- _STATED TASK_
Output as a JSON list of strings, one per line and omitting blank lines, everything in the records from the line containing "Would you be able to point to the lamp" down to the line containing "column 434, row 82", both included.

*** GIVEN DATA

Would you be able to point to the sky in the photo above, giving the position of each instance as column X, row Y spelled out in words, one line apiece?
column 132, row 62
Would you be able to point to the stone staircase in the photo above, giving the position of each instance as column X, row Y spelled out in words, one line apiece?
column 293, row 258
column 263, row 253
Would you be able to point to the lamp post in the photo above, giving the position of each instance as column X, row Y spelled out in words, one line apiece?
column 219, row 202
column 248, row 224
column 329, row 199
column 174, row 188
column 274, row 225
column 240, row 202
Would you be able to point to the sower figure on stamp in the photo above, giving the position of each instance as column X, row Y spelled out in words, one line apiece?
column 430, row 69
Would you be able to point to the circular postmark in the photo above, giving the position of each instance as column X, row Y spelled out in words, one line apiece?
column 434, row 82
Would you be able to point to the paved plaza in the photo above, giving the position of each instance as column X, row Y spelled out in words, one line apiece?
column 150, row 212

******
*** GIVEN DATA

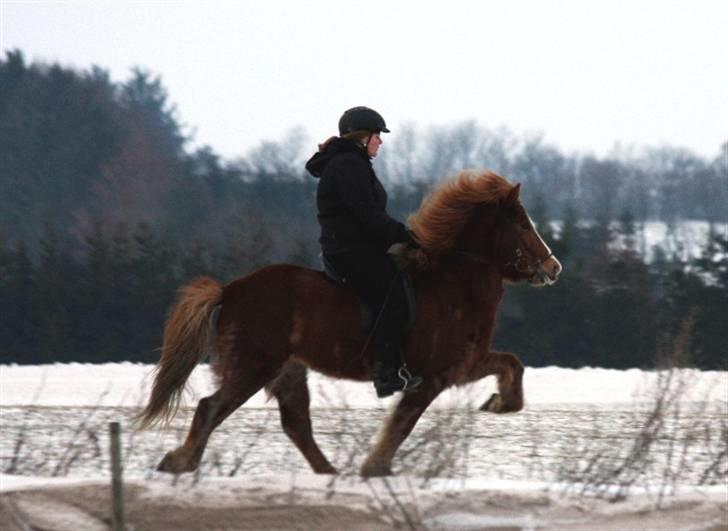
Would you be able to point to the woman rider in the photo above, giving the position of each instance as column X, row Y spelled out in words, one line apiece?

******

- _RIGHT ANSWER_
[
  "Would you be able to point to the lamp post in the photo above, giving the position of each instance as column X, row Y spelled out in words, one line apiece?",
  "column 219, row 202",
  "column 248, row 224",
  "column 329, row 199",
  "column 174, row 188",
  "column 274, row 225",
  "column 240, row 202",
  "Would you be able to point to the sower figure on stamp in the photo above, giving the position of each instance as column X, row Y spelled out in words, one line apiece?",
  "column 430, row 69",
  "Would you be able to point to the circular postmark in the photo above, giving the position of each instance as column X, row Y spelled out in words, one line apiece?",
  "column 434, row 82"
]